TASK GOAL >> Which lines in the data below contain the string "separated"? Copy each such line in full, counting only matches with the same case.

PROVIDED DATA >>
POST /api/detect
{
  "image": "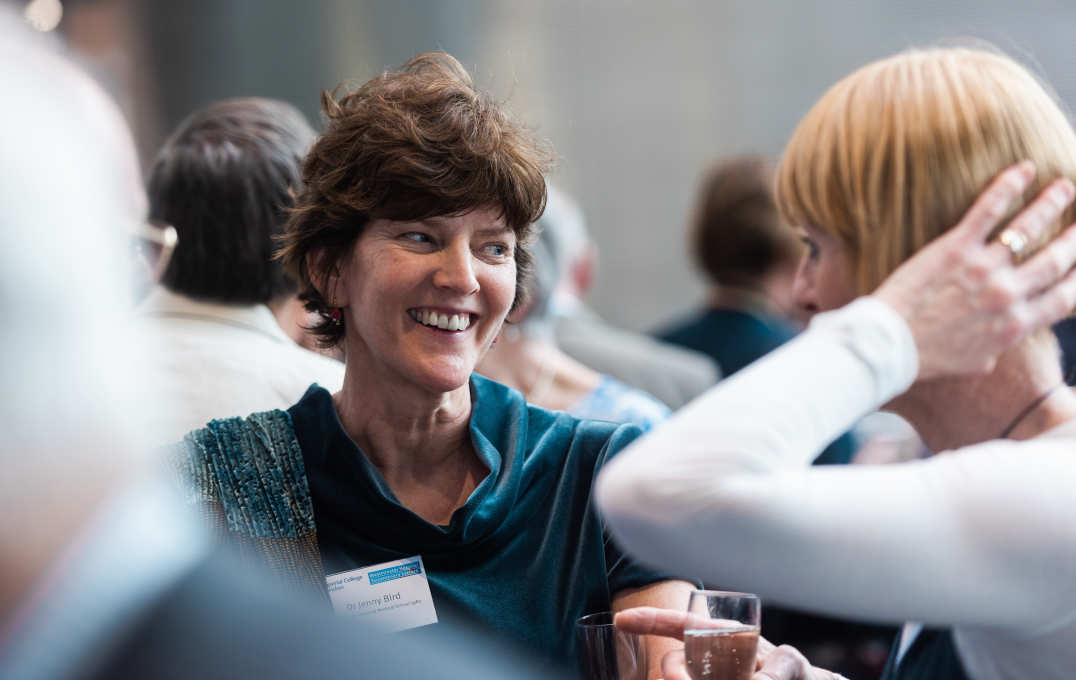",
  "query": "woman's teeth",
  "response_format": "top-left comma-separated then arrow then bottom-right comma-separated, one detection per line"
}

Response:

RESPONSE TO THIS TASK >>
  "response_format": "top-left comma-separated then arrow then bottom-right comma-separated, one detection per line"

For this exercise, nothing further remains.